Task directions: Rewrite every one of the lines below, requests included, multiplying each coordinate in the point answers by 1.05 and rounding to whole numbers, with halves rounded up. Omit the pictures from your answer.

Entries locating objects in images
========

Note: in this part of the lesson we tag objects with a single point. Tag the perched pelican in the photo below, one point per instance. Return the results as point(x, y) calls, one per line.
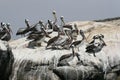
point(54, 25)
point(75, 32)
point(63, 61)
point(79, 42)
point(5, 33)
point(96, 47)
point(64, 25)
point(38, 38)
point(68, 41)
point(47, 30)
point(23, 31)
point(57, 40)
point(27, 23)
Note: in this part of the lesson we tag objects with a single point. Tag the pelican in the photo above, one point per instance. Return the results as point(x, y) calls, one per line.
point(64, 59)
point(57, 40)
point(38, 38)
point(5, 33)
point(54, 25)
point(78, 43)
point(75, 32)
point(68, 41)
point(64, 25)
point(23, 31)
point(47, 30)
point(96, 47)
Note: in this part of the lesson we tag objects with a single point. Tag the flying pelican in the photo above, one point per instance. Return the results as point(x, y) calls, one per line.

========

Response to this exercise:
Note: in this part of the lesson we tag objects with a single point. Tag the perched pelican in the photo below, one point per instance. Return the results as point(x, y) calls, one per line.
point(57, 26)
point(79, 34)
point(66, 64)
point(83, 44)
point(5, 35)
point(101, 49)
point(67, 26)
point(40, 40)
point(71, 43)
point(49, 32)
point(24, 33)
point(60, 42)
point(28, 24)
Note: in this part of the lesson we tag objects with a single point. Tag the pelican in the photo above, one point per instance. Return the results as point(x, y) calls, one per line.
point(67, 62)
point(60, 42)
point(40, 40)
point(5, 35)
point(57, 26)
point(82, 45)
point(79, 34)
point(71, 43)
point(67, 26)
point(24, 33)
point(49, 32)
point(101, 49)
Note: in this part of the lesson we tag objects with a single point. Tag the flying pelican in the photo above, one point per instance. Return the results as point(x, y) calls, one per line.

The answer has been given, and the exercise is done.